- CONSIGNE ÉCRITE A -
Recopiez les entrées situées entre la ligne contenant « Q: Give the pixel coordinates of a point on the snow-capped » et la fin des entrées, bornes comprises, en changeant « mountain » en « summit » et en laissant tout le reste intact.
==============================
Les récréations dépendent beaucoup... des cours ! Il y a beaucoup de différence entre celles-ci et si j'en ai connu d'agréables, la plupart ne sont juste qu'un bout de bitume à partager entre de nombreux élèves.
En début de carrière j'ai enseigné dans une école à deux classes, « une petite école charmante », dixit celui qui m'avait proposé un poste de direction dans ladite école.
Il n'avait pas tort sur le charme du lieu : c'était bien une petite école de campagne, tout en pierres, cachée derrière l'église, avec un vieux préau ardoisé, une cour ombragée de taille tout à fait raisonnable et en fond d'écran le must : un espace vert planté de peupliers.
J'ai vite compris que ce bel espace de verdure ne serait pas praticable souvent. En effet, le terrain en pente y déversait d'octobre à mai le trop plein de pluie et de ce fait on ne pouvait y faire jouer les enfants au risque de les rendre le soir à leurs parents complètement trempés, ce qui aurait été mal vu !
La cour de cette petite école avait au moins le mérite d'être agréable à l'œil et plaisante par son côté tranquillement campagnard.
A l'opposé j'ai travaillé durant neuf ans dans une école urbaine où seul le bitume faisait office de terrain de jeux. J'avais proposé de ramener des pneus de voiture en guise de jeux pour les enfants car il n'y avait rien d'autre... pas top au niveau de la propreté mais ça passait encore en ce temps-là.
La surveillance des récréations consistait surtout à empêcher les bagarres entre certains enfants, le manque de jeux de cour en était l'une des causes. Les chutes sur le bitume, étaient fréquentes chez les petits, on devait courir confier le blessé aux soins de l' Atsem avant de retourner surveiller. Pas franchement une partie de plaisir, ni pour les enfants, ni pour nous.
Dans une école du bord de mer, j'ai vu pas mal d'aberrations. Notamment la « bonne mauvaise idée »d'avoir mis une sorte de petit gravier rond autour de l'espace-jeux afin d'atténuer les chutes... Les enfants ayant toujours beaucoup d'imagination quand il s'agit de faire des expériences inédites, on a dû certaines fois enlever un gravier de la narine de l'un d'eux, de l'oreille d'un autre... le tout à la pince à épiler, en tremblant de faire un geste inadéquat ! Et bien sûr en appréhendant les réprimandes des parents du cher petit le soir, nous sommes responsables de tout ce qui arrive à l'école même d'un aménagement que nous n'avions en aucune manière sollicité !
==============================
- CONSIGNE ÉCRITE B -
D'après le texte sur les cours de récréation :
(i) Pendant combien d'années la personne qui écrit a-t-elle travaillé dans l'école urbaine ?
(ii) Quels arbres poussaient dans l'espace vert de la petite école de campagne ?
(iii) Avec quel outil retirait-on les graviers du nez ou de l'oreille des enfants ?

Entrées de points étiquetés
==============================
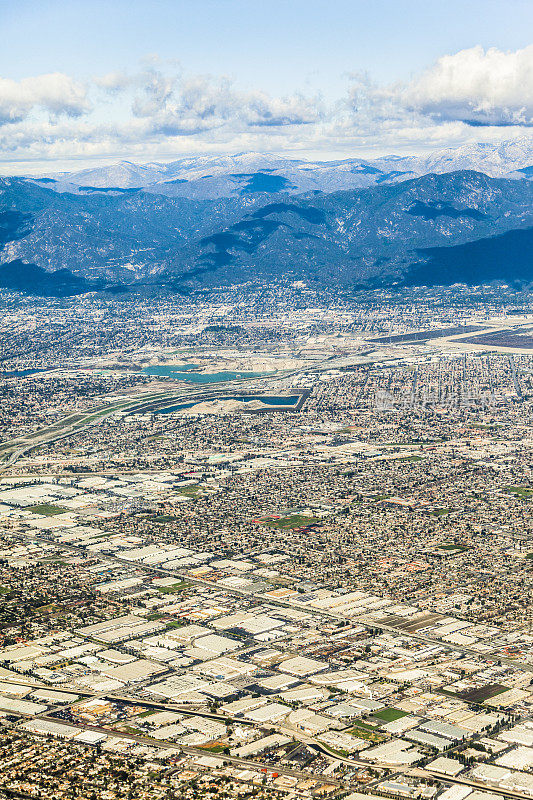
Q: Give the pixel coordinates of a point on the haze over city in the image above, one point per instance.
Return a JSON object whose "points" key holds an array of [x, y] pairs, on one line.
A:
{"points": [[266, 383]]}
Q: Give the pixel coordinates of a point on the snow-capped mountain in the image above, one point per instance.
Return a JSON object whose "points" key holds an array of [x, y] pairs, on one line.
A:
{"points": [[209, 178]]}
==============================
- RÉPONSE ÉCRITE A -
Q: Give the pixel coordinates of a point on the snow-capped summit in the image above, one point per instance.
Return a JSON object whose "points" key holds an array of [x, y] pairs, on one line.
A:
{"points": [[209, 178]]}

- RÉPONSE ÉCRITE B -
(i) Neuf ans.
(ii) Des peupliers.
(iii) Une pince à épiler.